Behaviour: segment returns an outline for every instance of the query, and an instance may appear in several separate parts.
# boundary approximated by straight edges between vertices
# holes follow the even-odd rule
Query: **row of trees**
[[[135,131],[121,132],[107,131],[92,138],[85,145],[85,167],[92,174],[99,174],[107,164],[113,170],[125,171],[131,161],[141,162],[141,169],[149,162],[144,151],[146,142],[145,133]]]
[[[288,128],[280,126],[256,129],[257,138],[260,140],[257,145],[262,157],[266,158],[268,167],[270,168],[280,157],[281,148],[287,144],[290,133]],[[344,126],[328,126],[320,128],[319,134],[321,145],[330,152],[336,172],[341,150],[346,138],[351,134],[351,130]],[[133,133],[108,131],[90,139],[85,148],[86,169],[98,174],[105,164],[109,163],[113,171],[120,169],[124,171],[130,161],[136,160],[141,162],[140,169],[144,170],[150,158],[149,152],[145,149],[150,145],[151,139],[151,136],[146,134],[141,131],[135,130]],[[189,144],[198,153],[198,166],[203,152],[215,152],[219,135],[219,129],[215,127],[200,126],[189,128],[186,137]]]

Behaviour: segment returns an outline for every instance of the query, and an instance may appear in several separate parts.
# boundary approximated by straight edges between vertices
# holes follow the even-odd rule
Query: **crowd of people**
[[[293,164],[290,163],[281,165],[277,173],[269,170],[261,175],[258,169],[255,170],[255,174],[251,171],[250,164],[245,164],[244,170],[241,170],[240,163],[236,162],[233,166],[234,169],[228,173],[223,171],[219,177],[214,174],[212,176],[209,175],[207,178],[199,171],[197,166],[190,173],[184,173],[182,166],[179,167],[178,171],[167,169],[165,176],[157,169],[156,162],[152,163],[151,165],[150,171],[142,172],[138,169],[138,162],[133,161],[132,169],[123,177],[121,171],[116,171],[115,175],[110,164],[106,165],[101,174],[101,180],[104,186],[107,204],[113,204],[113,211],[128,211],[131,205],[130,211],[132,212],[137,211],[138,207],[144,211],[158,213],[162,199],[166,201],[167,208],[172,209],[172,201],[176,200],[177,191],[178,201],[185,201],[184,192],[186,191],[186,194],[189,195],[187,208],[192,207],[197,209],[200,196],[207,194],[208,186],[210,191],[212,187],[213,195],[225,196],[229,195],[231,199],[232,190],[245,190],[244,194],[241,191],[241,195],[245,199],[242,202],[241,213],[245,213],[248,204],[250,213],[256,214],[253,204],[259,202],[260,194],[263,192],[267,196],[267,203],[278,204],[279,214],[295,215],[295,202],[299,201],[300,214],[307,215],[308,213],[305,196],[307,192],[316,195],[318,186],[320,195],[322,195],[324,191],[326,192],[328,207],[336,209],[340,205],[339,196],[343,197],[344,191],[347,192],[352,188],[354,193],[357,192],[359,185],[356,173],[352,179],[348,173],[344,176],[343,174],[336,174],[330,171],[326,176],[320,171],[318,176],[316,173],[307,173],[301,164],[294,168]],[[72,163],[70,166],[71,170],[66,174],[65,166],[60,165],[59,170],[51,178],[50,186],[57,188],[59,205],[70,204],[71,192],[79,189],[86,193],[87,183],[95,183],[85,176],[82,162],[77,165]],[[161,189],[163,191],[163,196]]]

◇ ◇ ◇

Reproduce the material above with "outline" swapped for "polygon" wherever it occurs, leaving every other line unchanged.

Behaviour: segment returns an polygon for every instance of the query, and an instance may appear in several separate parts.
# boundary approximated by straight edges between vertices
# holes follow the even-odd rule
Query: **row of trees**
[[[135,131],[121,132],[107,131],[92,138],[85,145],[85,167],[92,174],[99,174],[107,164],[113,170],[125,171],[131,161],[141,162],[141,169],[149,162],[144,151],[146,142],[145,133]]]
[[[288,128],[280,126],[256,129],[257,138],[260,140],[257,145],[262,157],[266,158],[268,167],[270,168],[280,157],[281,148],[287,144],[290,133]],[[344,126],[328,126],[320,128],[319,134],[321,145],[330,152],[336,172],[341,150],[346,138],[351,134],[351,130]],[[133,133],[108,131],[90,139],[85,148],[86,169],[98,174],[105,164],[109,163],[113,171],[120,169],[124,171],[130,161],[136,160],[141,162],[140,169],[144,170],[150,158],[149,152],[145,149],[150,145],[151,139],[151,136],[146,134],[141,131],[135,130]],[[189,144],[198,153],[198,166],[203,152],[215,152],[219,135],[219,129],[215,127],[200,126],[189,128],[186,137]]]

Behaviour: segment returns an polygon for every instance of the query, and an instance may appear in several separate parts.
# boundary approximated by straight edges between vertices
# holes follow the even-odd rule
Query: **crowd of people**
[[[293,164],[290,163],[281,165],[277,173],[269,170],[261,175],[258,169],[255,170],[255,174],[251,171],[250,164],[245,164],[244,170],[241,170],[240,163],[236,162],[233,166],[234,169],[228,173],[223,171],[219,177],[214,174],[212,176],[209,175],[207,178],[199,171],[197,166],[190,173],[184,173],[182,166],[179,167],[178,171],[167,169],[165,176],[157,169],[156,162],[152,163],[151,165],[150,171],[142,172],[138,169],[138,162],[133,161],[132,169],[123,177],[121,171],[116,171],[115,175],[110,164],[106,165],[101,174],[101,180],[104,186],[107,204],[113,204],[113,211],[128,211],[131,205],[130,211],[132,212],[137,211],[138,207],[144,211],[158,213],[162,199],[166,201],[167,208],[172,209],[172,201],[176,200],[177,191],[178,201],[185,201],[184,192],[186,191],[186,194],[189,195],[187,208],[192,207],[197,209],[200,196],[207,194],[208,186],[210,191],[212,187],[213,195],[225,196],[229,195],[231,199],[232,190],[245,190],[244,194],[241,191],[241,195],[245,199],[242,202],[241,213],[245,213],[248,204],[250,213],[256,214],[253,204],[259,202],[260,194],[263,192],[267,196],[267,203],[278,204],[279,214],[295,215],[295,202],[299,201],[300,214],[307,215],[308,213],[305,196],[307,192],[316,195],[318,186],[320,195],[322,195],[324,191],[326,192],[328,207],[336,209],[340,205],[339,196],[343,197],[344,191],[347,192],[352,188],[354,193],[357,192],[359,185],[356,173],[352,179],[348,173],[344,176],[343,174],[336,174],[330,171],[326,176],[320,171],[318,176],[316,173],[307,173],[301,164],[294,168]],[[72,163],[70,166],[71,170],[66,174],[65,166],[60,165],[59,170],[51,178],[50,186],[57,188],[59,205],[70,204],[71,192],[79,189],[86,193],[87,183],[95,183],[85,176],[82,162],[77,165]],[[161,189],[163,191],[163,196]]]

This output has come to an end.